In the entries below, find each line with the string "fence" and copy it.

Top of MATERIAL FOR THIS TASK

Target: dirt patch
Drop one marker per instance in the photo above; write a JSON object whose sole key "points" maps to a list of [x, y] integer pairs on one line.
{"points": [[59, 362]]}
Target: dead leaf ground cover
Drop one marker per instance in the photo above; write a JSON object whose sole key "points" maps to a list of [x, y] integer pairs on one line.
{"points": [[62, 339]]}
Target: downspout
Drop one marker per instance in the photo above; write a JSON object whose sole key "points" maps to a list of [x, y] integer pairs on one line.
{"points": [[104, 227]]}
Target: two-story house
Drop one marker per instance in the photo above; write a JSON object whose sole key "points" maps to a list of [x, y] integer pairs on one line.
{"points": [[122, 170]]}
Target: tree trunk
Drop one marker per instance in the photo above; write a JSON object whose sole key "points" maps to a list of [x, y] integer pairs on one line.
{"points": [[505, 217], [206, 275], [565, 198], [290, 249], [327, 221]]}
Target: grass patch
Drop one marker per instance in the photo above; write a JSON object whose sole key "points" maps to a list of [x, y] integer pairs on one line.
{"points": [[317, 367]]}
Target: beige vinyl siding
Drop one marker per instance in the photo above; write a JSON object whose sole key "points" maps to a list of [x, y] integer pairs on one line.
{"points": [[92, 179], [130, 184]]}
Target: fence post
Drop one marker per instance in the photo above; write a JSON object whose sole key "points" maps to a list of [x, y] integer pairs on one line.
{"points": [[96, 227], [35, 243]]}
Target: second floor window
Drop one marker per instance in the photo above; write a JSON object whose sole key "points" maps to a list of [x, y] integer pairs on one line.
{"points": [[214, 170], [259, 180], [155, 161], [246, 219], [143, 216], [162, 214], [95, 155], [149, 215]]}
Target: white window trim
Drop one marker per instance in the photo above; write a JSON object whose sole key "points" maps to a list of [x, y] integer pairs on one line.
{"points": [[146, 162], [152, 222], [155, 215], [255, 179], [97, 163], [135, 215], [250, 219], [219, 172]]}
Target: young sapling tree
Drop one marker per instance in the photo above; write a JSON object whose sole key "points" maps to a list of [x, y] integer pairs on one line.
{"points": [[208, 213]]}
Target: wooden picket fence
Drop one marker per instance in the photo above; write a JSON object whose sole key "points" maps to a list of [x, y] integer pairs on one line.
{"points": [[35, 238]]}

Bottom of MATERIAL FOR THIS TASK

◆ OUTPUT OF THE TASK:
Target: fence post
Target: wooden picket fence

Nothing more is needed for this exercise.